• _Information supplied_:
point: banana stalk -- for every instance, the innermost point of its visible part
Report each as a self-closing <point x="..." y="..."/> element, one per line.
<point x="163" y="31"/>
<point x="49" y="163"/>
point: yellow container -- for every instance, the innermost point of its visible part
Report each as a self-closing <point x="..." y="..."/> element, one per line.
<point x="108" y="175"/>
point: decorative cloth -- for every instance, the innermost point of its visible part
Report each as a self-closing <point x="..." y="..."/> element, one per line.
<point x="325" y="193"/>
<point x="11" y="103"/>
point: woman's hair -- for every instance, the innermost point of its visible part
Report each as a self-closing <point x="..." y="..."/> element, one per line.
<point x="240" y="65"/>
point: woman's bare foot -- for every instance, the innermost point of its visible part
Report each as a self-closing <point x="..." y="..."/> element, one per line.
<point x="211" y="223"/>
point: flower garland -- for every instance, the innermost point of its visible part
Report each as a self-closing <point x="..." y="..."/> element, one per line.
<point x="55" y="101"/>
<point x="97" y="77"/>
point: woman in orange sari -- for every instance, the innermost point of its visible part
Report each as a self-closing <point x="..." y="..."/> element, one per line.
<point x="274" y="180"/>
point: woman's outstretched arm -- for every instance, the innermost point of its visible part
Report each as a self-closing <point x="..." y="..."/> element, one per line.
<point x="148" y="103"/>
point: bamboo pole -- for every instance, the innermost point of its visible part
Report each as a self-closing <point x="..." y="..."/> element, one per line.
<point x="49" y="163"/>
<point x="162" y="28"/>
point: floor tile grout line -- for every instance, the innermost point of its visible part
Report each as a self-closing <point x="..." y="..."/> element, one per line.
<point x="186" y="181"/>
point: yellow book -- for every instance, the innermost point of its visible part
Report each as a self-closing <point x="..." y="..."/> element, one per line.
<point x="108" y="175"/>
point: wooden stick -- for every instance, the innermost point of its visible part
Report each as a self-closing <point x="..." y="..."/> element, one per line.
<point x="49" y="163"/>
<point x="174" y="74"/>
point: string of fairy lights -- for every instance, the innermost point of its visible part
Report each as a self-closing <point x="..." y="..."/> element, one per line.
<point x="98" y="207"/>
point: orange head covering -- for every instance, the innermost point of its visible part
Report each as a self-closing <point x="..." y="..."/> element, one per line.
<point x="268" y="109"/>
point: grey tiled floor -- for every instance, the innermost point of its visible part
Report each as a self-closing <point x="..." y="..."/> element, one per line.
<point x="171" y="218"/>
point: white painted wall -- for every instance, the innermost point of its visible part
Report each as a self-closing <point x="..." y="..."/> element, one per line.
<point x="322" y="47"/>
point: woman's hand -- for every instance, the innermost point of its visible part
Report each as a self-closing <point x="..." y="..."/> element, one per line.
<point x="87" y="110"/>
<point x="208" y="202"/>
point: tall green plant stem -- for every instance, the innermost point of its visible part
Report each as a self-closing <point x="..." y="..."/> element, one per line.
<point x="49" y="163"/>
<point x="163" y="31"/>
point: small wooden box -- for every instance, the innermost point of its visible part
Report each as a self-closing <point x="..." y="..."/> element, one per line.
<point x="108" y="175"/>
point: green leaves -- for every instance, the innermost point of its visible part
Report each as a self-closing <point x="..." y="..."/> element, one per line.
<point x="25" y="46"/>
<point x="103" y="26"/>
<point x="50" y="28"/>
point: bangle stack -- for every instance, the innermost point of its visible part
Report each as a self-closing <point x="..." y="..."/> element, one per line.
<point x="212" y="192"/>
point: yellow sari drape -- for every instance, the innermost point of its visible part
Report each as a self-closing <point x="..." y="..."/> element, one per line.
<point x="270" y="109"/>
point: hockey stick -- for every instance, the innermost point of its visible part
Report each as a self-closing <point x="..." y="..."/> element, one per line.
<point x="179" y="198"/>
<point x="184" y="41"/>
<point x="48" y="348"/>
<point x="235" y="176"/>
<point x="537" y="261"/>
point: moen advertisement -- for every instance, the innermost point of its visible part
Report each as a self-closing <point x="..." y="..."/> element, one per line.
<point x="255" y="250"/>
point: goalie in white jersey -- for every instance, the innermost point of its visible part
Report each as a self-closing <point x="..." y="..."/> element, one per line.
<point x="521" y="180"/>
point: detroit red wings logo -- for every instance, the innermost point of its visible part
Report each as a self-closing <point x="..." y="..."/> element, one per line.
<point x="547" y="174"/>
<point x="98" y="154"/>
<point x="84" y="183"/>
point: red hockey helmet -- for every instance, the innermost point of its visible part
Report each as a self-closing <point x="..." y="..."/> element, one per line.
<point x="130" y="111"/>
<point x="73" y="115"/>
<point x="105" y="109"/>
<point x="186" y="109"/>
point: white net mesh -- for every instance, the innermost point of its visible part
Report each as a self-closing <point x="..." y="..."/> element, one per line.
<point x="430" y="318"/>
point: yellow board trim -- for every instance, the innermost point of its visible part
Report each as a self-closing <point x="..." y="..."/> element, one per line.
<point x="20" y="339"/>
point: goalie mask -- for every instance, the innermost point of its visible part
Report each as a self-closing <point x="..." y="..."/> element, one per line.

• _Exercise objective_: Convert every line of the entries above into a numbered list, leaving out any blank lines.

• _Right answer_:
1. point: banana stalk -- for every instance, the innermost point of its visible part
2. Report each as a self-closing <point x="..." y="..."/> element, one per line.
3. <point x="163" y="31"/>
4. <point x="49" y="163"/>
5. point: yellow container -- for every instance, the innermost point of its visible part
6. Report each as a self-closing <point x="..." y="..."/> element, one per line.
7. <point x="108" y="175"/>
8. point: decorative cloth -- for every instance, the innermost point of its visible part
9. Report each as a self-closing <point x="..." y="..."/> element, one per line.
10. <point x="325" y="193"/>
11. <point x="11" y="103"/>
12. point: woman's hair -- for every instance, the innermost point of its visible part
13. Report each as a self-closing <point x="..." y="..."/> element, one per line.
14. <point x="240" y="65"/>
15. point: woman's bare foot -- for every instance, the innermost point of its visible part
16. Report each as a self-closing <point x="..." y="..."/> element, one per line.
17. <point x="211" y="223"/>
18. point: flower garland -- for every instance, the innermost point of its visible part
19. Report each as a self-closing <point x="..." y="..."/> element, one per line.
20. <point x="55" y="101"/>
21. <point x="97" y="77"/>
22. point: woman in orange sari -- for every instance, the innermost point of its visible part
23. Report each as a self-closing <point x="..." y="..."/> element, one per line.
24. <point x="274" y="180"/>
25. point: woman's outstretched arm -- for every instance, the innermost point of its visible part
26. Report each as a self-closing <point x="..." y="..."/> element, one per line.
27. <point x="148" y="103"/>
28. point: bamboo pole -- for every instance, the innermost point of its visible part
29. Report each as a self-closing <point x="..." y="..."/> element, one per line.
30. <point x="49" y="163"/>
31. <point x="162" y="28"/>
32. point: floor tile grout line -- for every instance, the innermost point of its visible part
33. Report each as a self-closing <point x="..." y="..."/> element, one per line.
34. <point x="186" y="181"/>
35. point: yellow book -- for every instance, the innermost point of its visible part
36. Report each as a self-closing <point x="..." y="..."/> element, one per line.
37. <point x="108" y="175"/>
38. point: wooden stick -- for every instance, the innermost point of its visible part
39. Report each as a self-closing <point x="..." y="..."/> element, one per line.
40. <point x="49" y="163"/>
41. <point x="174" y="74"/>
42. point: string of fairy lights -- for every instance, the innermost point of its visible part
43. Report each as a self-closing <point x="..." y="..."/> element, one per line.
44. <point x="98" y="207"/>
45. point: orange head covering -- for every instance, the innermost point of its visible part
46. Report each as a self-closing <point x="..." y="..."/> element, one per line.
47. <point x="268" y="109"/>
48. point: grey tiled floor -- for every instance, the innermost point of its visible part
49. Report each as a self-closing <point x="..." y="..."/> element, one per line.
50. <point x="171" y="218"/>
51. point: white painted wall -- for every instance, the innermost point of its visible part
52. Report each as a self-closing <point x="..." y="..."/> element, one per line.
53. <point x="322" y="47"/>
54. point: woman's hand -- for every instance, the innermost point of its visible part
55. Report each as a self-closing <point x="..." y="..."/> element, one per line.
56. <point x="87" y="110"/>
57. <point x="208" y="202"/>
58. point: tall green plant stem -- for every instance, the innermost point of its visible part
59. Report each as a self-closing <point x="..." y="..."/> element, one per line.
60. <point x="49" y="163"/>
61. <point x="163" y="31"/>
62. point: small wooden box -- for every instance, the innermost point of its visible part
63. Report each as a self-closing <point x="..." y="..."/> element, one per line.
64. <point x="108" y="175"/>
65. point: green leaves -- for every instance, the innermost point of its visible part
66. Report each as a self-closing <point x="..." y="..."/> element, one per line.
67. <point x="25" y="46"/>
68. <point x="103" y="26"/>
69. <point x="50" y="28"/>
70. point: bangle stack -- for every instance, the innermost point of its visible part
71. Report each as a self-closing <point x="..." y="..."/> element, one per line.
72. <point x="212" y="192"/>
73. point: yellow sari drape -- for every instance, the innermost point of its visible part
74. Report each as a self-closing <point x="..." y="..."/> element, one per line.
75. <point x="270" y="109"/>
76. point: hockey stick -- for every instance, the innermost point of its visible part
77. Report each as a self-closing <point x="..." y="..."/> element, one per line.
78. <point x="179" y="198"/>
79. <point x="184" y="41"/>
80. <point x="48" y="348"/>
81. <point x="235" y="176"/>
82. <point x="537" y="261"/>
83. point: moen advertisement -- for every instance, the innermost point of its visible part
84. Report each as a self-closing <point x="..." y="..."/> element, one per line.
85. <point x="255" y="250"/>
86. point: goalie in white jersey -- for every instance, the innermost point of its visible part
87. Report each as a self-closing <point x="..." y="..."/> element, one per line.
88. <point x="521" y="180"/>
89. point: detroit red wings logo -- for every instance, the innermost point of its visible part
90. Report each as a self-closing <point x="..." y="..."/> element, one per line.
91. <point x="547" y="174"/>
92. <point x="98" y="154"/>
93. <point x="84" y="183"/>
94. point: red hockey helmet -- for every instance, the innermost point of its visible part
95. Report each as a self-closing <point x="..." y="..."/> element, one per line.
96. <point x="130" y="111"/>
97. <point x="73" y="115"/>
98. <point x="105" y="109"/>
99. <point x="186" y="109"/>
100. point: white net mesh -- for every instance, the innermost point of its visible part
101. Report each as a self-closing <point x="..." y="..."/> element, one per line.
102. <point x="430" y="318"/>
103. point: yellow board trim -- for every instance, the innermost point of its visible part
104. Report each as a self-closing <point x="..." y="..."/> element, one per line.
105. <point x="20" y="339"/>
106. point: goalie mask -- for every instance, the innermost point of its visible part
107. Report each as a self-closing <point x="..." y="..."/> element, one per line.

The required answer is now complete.